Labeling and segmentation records
================

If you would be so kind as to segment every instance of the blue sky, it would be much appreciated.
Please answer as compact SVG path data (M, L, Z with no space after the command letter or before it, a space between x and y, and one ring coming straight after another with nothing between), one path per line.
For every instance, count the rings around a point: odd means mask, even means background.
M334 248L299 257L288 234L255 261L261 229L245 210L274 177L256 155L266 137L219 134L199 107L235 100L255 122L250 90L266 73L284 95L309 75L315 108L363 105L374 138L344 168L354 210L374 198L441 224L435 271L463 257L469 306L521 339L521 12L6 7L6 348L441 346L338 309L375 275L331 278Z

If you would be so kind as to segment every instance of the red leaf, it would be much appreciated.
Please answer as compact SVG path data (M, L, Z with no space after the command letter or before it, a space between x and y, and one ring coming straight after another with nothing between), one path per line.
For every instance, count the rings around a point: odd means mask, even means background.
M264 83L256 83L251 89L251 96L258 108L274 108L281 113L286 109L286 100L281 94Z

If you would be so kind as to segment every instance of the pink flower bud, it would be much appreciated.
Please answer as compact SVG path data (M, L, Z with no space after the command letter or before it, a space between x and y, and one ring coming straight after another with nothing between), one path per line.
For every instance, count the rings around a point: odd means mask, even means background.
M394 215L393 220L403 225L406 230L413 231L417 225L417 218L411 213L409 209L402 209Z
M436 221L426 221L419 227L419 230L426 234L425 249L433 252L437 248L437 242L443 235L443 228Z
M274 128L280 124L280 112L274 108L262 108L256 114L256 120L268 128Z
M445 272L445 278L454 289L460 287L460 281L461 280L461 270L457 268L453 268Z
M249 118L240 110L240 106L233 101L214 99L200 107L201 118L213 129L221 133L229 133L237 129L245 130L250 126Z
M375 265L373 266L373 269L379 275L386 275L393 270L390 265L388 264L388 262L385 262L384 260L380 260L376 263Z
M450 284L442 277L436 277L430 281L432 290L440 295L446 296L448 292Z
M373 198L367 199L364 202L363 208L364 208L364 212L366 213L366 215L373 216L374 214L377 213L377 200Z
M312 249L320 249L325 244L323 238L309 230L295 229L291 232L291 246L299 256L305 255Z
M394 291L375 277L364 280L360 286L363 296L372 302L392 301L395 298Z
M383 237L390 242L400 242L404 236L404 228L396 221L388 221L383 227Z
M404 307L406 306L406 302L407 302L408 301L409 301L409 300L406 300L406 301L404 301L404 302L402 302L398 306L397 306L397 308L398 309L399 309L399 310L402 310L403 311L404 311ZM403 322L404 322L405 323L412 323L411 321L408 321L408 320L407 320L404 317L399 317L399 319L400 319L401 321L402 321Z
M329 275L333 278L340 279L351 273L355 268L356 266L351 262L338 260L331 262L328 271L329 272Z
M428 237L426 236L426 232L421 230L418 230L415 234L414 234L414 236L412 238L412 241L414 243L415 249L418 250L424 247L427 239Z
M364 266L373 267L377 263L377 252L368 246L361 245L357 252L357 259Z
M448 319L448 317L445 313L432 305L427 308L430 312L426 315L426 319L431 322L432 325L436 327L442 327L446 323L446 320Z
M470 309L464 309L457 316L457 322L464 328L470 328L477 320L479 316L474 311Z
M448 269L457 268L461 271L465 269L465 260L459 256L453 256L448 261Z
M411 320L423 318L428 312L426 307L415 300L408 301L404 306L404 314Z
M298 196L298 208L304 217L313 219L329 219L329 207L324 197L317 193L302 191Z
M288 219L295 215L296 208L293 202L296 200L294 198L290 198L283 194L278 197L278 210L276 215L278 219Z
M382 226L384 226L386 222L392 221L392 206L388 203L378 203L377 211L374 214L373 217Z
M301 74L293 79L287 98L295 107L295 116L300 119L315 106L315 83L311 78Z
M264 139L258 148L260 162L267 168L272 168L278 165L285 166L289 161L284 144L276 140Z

================

Reproduce, without any change, the lines from the one containing "leaf, it would be much appreciated." through the one containing "M264 83L256 83L251", including both of those lines.

Worked answer:
If you would be so kind as to segment every instance of the red leaf, it would be much appreciated.
Please answer as compact SVG path data (M, L, Z with no space after the command letter or before it, a space between x and y, and one ring coming straight after another with nothing between), one path per line.
For every instance, count the rings around a point: odd means mask, even means background.
M264 83L256 83L251 89L251 96L258 108L274 108L281 113L286 109L286 100L281 94Z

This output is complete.